About this exercise:
All lines holding the word "wing" are to be copied from the records beneath.

Data records:
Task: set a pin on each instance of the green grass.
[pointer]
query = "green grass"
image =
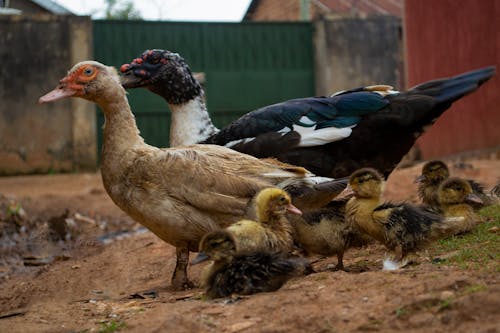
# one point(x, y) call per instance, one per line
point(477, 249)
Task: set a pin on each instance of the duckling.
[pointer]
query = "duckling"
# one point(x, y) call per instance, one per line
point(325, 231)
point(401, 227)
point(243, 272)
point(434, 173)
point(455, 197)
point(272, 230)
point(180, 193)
* * *
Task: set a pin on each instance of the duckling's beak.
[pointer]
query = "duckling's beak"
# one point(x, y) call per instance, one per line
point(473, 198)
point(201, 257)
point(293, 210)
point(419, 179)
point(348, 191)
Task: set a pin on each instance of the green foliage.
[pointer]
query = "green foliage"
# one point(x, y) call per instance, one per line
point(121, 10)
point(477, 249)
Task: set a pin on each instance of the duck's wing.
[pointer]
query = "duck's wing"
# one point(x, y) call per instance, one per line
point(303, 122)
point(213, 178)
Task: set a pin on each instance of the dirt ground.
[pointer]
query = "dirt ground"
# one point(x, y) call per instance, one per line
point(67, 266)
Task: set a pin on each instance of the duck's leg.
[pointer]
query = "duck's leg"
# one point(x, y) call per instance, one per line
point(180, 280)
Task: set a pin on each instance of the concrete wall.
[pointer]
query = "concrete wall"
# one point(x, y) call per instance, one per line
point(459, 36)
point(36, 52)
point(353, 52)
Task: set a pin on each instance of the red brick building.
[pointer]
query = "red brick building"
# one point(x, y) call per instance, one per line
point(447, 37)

Task response:
Task: set a pin on each instance of the duck's wing.
query = "duck's wing"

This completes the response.